* _EXERCISE TASK_:
Each record needs to be echoed exactly; can you do that?

[Point-based annotation data]
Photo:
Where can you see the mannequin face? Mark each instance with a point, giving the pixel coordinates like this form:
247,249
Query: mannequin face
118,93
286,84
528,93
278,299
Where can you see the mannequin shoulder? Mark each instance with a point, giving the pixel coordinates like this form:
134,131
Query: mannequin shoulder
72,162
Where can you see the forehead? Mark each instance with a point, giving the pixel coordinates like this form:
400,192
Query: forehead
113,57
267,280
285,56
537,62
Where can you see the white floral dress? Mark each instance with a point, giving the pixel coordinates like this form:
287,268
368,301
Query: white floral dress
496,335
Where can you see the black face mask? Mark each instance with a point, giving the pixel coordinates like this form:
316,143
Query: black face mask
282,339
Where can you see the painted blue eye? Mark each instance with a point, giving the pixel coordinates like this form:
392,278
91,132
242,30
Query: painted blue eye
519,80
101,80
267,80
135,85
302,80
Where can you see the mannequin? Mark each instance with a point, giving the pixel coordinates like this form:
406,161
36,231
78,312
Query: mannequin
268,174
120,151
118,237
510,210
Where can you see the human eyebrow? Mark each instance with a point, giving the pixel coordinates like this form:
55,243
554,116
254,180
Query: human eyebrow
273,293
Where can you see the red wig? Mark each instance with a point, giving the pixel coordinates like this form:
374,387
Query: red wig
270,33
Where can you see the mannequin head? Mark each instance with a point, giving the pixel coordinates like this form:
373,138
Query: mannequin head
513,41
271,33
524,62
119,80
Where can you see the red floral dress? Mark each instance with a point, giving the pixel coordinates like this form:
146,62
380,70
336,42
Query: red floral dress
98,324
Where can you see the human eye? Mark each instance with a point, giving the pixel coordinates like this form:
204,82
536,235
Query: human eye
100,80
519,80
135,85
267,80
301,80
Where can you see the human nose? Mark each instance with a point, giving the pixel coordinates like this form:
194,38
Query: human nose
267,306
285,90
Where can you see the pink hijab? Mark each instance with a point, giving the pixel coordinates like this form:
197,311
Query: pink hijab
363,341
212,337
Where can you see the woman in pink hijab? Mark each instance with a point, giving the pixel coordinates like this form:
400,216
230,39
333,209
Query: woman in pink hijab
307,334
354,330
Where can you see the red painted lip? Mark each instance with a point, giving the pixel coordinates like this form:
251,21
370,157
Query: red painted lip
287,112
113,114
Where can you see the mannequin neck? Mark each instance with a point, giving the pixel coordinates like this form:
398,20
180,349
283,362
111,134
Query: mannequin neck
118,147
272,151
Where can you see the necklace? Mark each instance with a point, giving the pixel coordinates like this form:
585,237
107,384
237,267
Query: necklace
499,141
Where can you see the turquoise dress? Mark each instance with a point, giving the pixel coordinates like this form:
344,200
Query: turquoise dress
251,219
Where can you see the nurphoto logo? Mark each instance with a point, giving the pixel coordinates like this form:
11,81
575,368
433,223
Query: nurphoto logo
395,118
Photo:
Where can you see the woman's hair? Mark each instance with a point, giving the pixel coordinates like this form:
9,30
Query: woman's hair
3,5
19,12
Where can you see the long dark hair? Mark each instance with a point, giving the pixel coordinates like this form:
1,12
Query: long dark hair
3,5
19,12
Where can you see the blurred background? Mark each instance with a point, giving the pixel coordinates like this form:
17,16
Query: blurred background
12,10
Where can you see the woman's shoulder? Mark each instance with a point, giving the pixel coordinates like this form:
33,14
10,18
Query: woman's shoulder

* _SOLUTION FOR THIS PROBLEM_:
Photo:
Where can you see the mannequin face? Mark each instance with a point, giving the pixel coordinates like this form:
247,249
Query: mannequin face
118,93
286,84
528,93
278,299
Where can you see the mannequin shoulder? Mark each instance with a point, giving the pixel coordinates like this form:
134,131
Query: mannequin shoulder
72,162
Where can you see the forehead? Mark each instance with a point, giving the pixel coordinates like this form:
400,192
Query: forehead
113,57
267,280
285,56
537,62
Where can you see the white floral dress? Mark each instance with a point, giving the pixel coordinates like this form:
287,268
368,301
Query: white floral dress
496,335
Where can you see the black face mask? Mark each instance with a point, giving the pixel coordinates like this form:
316,143
Query: black face mask
282,339
Where can you see the painted blue eye? Mark each instance with a point, giving the pixel coordinates like this form:
392,278
91,132
242,30
Query: painted blue eye
519,80
101,80
267,80
135,85
302,80
Where can you see the mannequin? Mark each instance with a point, giving the pixel coordinates like this form:
406,161
36,231
78,312
Query: mannequin
268,174
120,151
118,237
510,210
Where can you see the human eyebrow? Mark each instance with a point, giving the pixel coordinates like this form:
55,243
554,116
254,180
Query: human eyebrow
273,293
Where can you see the red wig? Mark each instance with a point, giving the pixel coordinates like this form:
374,387
Query: red wig
270,33
Where can you see the mannequin head? Mark each instance with a point, giving the pixel coordinates like this form:
373,138
Query: mannequin head
513,41
271,33
524,62
119,80
Where can you see the red floral dress? Mark each instance with a point, giving the pixel coordinates like this form:
146,62
380,70
336,42
Query: red floral dress
98,324
Where can you see the human eye? Mark each instance with a point, giving the pixel coordinates like this form:
204,82
536,235
Query: human eye
100,80
519,80
135,85
267,80
301,80
Where can you see the human nose? Mark each instance with a point, giving the pixel coordinates like this form:
194,38
Query: human nose
267,306
285,90
Where can you see the pink hijab? Mark each instance with a point, giving the pixel coordinates like this form:
197,311
Query: pink hijab
363,341
212,337
Where can you see the woman in pink hijab? Mark each instance with a point, giving the pixel coordinates like this form:
400,216
230,39
333,209
Query: woman in pink hijab
307,334
354,330
Where can you see the red painted lip? Mark each instance with a point, giving the pixel coordinates like this form:
251,21
370,157
Query: red painted lip
287,112
113,114
Where can you see the mannequin neck? Mark each instance with a point, giving the pixel coordinates like this form:
398,20
180,349
283,362
111,134
Query: mannequin neck
118,147
272,151
Where can you see the necklace? Mark each instance with a point, giving the pixel coordinates like this form:
585,237
107,384
237,267
Query: necklace
499,141
Where can you see the turquoise dress? Mark each instance with a point, giving the pixel coordinates like this form:
344,200
Query: turquoise dress
251,219
Where can you see the nurphoto logo? Mark each instance with a point, giving the pixel coordinates like this form:
11,81
575,368
433,223
Query: nurphoto logo
395,118
Photo:
Where can you see the woman's hair? Mark each instance with a point, giving the pixel coordinates like this form:
9,30
Query: woman's hair
3,5
19,12
Where can you see the long dark hair? Mark each instance with a point, giving the pixel coordinates like this form:
1,12
Query: long dark hair
3,5
19,12
Where can you see the blurred background? Mark each instance with a point, giving the pixel coordinates like this form:
17,16
Query: blurred background
12,10
Where can you see the woman's shoulder? Mark each instance with a point, giving the pixel coordinates like this form:
33,14
10,18
Query: woman's shoulder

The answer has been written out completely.